Exercise instructions »
All of the data must be output without alteration.

[Stored entries]
————————

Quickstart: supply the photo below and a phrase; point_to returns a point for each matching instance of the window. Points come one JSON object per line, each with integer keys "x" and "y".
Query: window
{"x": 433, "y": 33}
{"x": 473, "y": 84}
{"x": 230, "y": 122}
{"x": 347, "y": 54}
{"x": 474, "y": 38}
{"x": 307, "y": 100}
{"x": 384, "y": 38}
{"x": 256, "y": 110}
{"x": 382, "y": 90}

————————

Result of this task »
Quickstart: supply the photo below and a phrase; point_to returns a point for each matching instance of the window. Points come one JSON object per line, each with integer keys "x" and "y".
Query: window
{"x": 433, "y": 33}
{"x": 473, "y": 84}
{"x": 230, "y": 122}
{"x": 347, "y": 54}
{"x": 474, "y": 38}
{"x": 307, "y": 100}
{"x": 384, "y": 38}
{"x": 256, "y": 110}
{"x": 382, "y": 90}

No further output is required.